### Things to do
- a) According to the sailboat stability article, how many sailors died in the 1979 Fastnet race?
- b) Please write the next few paragraphs of the sailboat stability article, picking up right after its last sentence.

### Article
■ ■ ■ ■ ■

This is far from our first foray into this topic. Shortly after the 1979 Fastnet race disaster, in which 15 sailors died, Practical Sailor embarked on a series of articles on sailboat stability. The racing rules of that era had resulted in designs that were quicker to capsize than their heavier, more conservatively proportioned predecessors, and we needed to explore why.

Since then, the lessons of Fastnet have been absorbed by the design community, culminating with the CE Category system and formulas used by various racing bodies like the Offshore Racing Congress to evaluate a boat’s fitness for the body of water where it will sail. But it’s clear that the tools we use to measure stability, and the standards we’ve established to prevent future incidents are still imperfect instruments, as we saw in the fatal WingNuts capsize in 2011. And in the cruising community, where fully equipped ocean going boats hardly resemble the lightly loaded models used to calculate stability ratings, we worry that the picture of stability is again becoming blurred by design trends. This video gives some insight into the dockside measurement process for racing boats.

Last month, we examined multihull stability, including an analysis of several well publicized capsizes. One of the key takeaways from that report was the significant impact that hull shape and design can have on a multihull’s ability to stay upright. Another key observation was the distinction between trimarans and cats, and why lumping them together in a discussion of stability can lead to wrong conclusions. As we pointed out, many of the factors that determine a multihull’s ability are related to hull features—like wave-piercing bows—that are difficult to account for when we try to calculate stability.

This month, we take another look at monohull stability. This time it’s a formula-heavy attempt to tackle the conundrum that many cruising sailors face: How can I know if the recorded stability rating for my boat reflects the reality of my own boat? Or, if there is no stability rating from any of the databases, like the one at US Sailing, how do I assess my boat’s stability?

Stability Resources

If you are unfamiliar with this topic, I’d recommend reading three of our previous reports before digging into this month’s article. “Dissecting the Art of Staying Upright” and “Breaking Down Performance,” both by PS editor-at-large and safety expert Ralph Naranjo, take a broad view of sailboat design elements and how they applies to contemporary sailors. Nick Nicholson an America’s Cup admeasurer and former PS Editor, also offers a succinct discussion of stability in his article, “In Search of Stability,” which I recently resurrected from the archives. (Nick, by the way, is no relation to the current editor.)

■ ■ ■ ■ ■

### Provided data
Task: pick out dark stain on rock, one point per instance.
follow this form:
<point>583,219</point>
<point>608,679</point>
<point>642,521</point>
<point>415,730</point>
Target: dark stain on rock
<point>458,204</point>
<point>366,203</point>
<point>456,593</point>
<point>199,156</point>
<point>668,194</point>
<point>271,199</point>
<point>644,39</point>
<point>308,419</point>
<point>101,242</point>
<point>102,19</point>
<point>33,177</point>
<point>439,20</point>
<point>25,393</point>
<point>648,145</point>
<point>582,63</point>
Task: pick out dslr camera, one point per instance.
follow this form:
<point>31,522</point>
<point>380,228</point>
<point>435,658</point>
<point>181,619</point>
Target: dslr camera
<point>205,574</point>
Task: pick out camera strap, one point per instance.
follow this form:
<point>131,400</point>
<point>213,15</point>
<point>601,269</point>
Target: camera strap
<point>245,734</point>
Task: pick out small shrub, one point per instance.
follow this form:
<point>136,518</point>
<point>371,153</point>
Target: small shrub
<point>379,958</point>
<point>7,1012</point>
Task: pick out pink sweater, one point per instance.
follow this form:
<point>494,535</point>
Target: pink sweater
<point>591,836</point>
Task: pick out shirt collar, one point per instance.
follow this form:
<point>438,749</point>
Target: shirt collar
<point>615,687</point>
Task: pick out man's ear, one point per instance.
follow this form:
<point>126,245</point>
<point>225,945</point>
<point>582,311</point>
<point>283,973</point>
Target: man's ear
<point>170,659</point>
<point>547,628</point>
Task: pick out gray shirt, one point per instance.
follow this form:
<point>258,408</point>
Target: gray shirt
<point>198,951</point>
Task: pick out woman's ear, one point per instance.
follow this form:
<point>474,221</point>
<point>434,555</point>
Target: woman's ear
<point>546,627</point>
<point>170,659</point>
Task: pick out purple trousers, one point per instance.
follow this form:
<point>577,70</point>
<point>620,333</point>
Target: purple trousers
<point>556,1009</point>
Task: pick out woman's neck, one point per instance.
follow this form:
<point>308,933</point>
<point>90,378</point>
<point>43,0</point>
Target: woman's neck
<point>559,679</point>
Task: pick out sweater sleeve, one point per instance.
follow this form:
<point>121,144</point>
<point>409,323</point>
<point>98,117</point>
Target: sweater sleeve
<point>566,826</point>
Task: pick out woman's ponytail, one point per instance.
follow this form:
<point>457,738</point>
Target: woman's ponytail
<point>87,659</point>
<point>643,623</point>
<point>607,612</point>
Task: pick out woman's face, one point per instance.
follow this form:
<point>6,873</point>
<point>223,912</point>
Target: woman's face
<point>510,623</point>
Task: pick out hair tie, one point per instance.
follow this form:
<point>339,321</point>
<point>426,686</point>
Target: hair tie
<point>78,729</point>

■ ■ ■ ■ ■

### Answers to the tasks
- a) Fifteen sailors died.

- b)
When we’re talking about stability, the essential bit of information that every sailor should be familiar with is the GZ curve. This graphic illustration of stability highlights the boat’s maximum righting arm, the angle of heel at which resistance to capsize is greatest. It also illustrates the angle of vanishing stability (also called the limit of positive stability), the point at which the boat is just as likely to turn turtle as it is to return upright. Most boats built after 1998 have a GZ curve on file somewhere, and US Sailing keeps a database of hundreds of boats for members. As this month’s article points out, however, the published GZ curve does not always perfectly transfer to our own boats. Nevertheless, it is usually a good benchmark for assessing your boat’s stability ratio—not to be confused with capsize ratio the stability index or STIX.

For a succinct discussion of stability ratios (see below), Ocean Navigator’s excerpt from Nigel Calder’s Cruising Handbook lays good groundwork for the theory. If you really want to dive into the topic, Charlie Doane presents a good overview in this excerpt from his excellent book “Modern Cruising Design.” Doane, like many marine journalists, relies greatly on the work of Dave Gerr, former director of the Westlawn Institute of Yacht Design and now a professor with SUNY Maritime Institute. Gerr’s four books “Propeller Handbook,” “The Nature of Boats,” “The Elements of Boat Strength,” and “Boat Mechanical Systems Handbook,” all published by McGraw Hill, illustrate Gerr’s rare talent for taking complicated topics and making them comprehensible and fun to read.

Sailboat Stability Uncensored
Dynamic stability—stability in a seaway—introduces the variables of wave action, roll mass moment of inertia, roll damping, and immersed surface areas. The lateral offset of the center of buoyancy (CB) from the center of gravity (CG) is the righting
arm (GZ). The righting moment (RM) is the torque developed at specific angles of heel (the hull resists the heeling moment: RM = GZ x displacement. (Illustration by Regina Gallant)

The GZ Curve

Shaped like an “S” on it’s side, the GZ curve illustrates righting lever. The high peak represents a boat’s maximum righting arm (maxRA), the point at which the forces keeping the boat upright (ballast, buoyancy) are strongest. The lowest valley, which dips into negative territory, represents the minimum righting arm (minRA), the point at which these forces are weakest. The curve also clearly delineates the limit of positive stability (LPS, also called the angle of vanishing stability), where the curve crosses into negative territory. Generally speaking, an offshore sailboat should have an LPS of 120 degrees or more. As Naranjo puts it, “It is this ability to recover from a deep capsize that’s like money in the bank to every offshore passagemaker.”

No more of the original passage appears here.